Please report each line of the data below that contains "minivan".

Start of Materials provided

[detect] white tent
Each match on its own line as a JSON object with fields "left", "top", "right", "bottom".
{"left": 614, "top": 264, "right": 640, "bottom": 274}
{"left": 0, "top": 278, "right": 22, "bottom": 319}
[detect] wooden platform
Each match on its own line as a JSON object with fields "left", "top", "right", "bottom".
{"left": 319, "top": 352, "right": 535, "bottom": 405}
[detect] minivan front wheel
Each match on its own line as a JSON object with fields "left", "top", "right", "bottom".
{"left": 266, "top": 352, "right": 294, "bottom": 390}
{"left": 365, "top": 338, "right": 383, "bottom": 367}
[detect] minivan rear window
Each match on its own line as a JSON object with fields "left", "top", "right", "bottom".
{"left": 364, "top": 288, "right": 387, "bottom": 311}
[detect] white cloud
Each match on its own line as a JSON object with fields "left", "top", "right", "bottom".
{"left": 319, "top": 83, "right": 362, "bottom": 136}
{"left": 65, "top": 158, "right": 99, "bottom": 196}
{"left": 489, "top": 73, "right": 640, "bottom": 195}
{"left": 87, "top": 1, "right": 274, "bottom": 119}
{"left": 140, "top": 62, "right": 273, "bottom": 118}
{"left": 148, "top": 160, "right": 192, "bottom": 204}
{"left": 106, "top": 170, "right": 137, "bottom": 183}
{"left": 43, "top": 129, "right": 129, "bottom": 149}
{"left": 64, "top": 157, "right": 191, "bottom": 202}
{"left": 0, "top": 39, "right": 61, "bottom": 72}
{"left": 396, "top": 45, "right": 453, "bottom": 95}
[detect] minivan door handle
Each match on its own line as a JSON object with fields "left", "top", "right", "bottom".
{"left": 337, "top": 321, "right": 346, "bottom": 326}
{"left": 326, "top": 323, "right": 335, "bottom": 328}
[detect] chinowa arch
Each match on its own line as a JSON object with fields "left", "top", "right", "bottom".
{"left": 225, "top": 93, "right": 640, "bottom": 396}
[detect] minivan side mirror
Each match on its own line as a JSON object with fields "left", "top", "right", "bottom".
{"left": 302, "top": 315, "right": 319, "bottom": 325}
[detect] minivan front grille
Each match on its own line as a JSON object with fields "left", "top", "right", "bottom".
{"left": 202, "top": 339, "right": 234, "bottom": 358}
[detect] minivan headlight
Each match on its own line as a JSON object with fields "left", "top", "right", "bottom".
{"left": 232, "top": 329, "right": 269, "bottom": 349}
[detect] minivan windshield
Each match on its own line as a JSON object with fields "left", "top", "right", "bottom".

End of Materials provided

_Answer to this exercise_
[detect] minivan front wheel
[detect] minivan rear window
[detect] minivan door handle
[detect] minivan side mirror
[detect] minivan front grille
[detect] minivan headlight
[detect] minivan windshield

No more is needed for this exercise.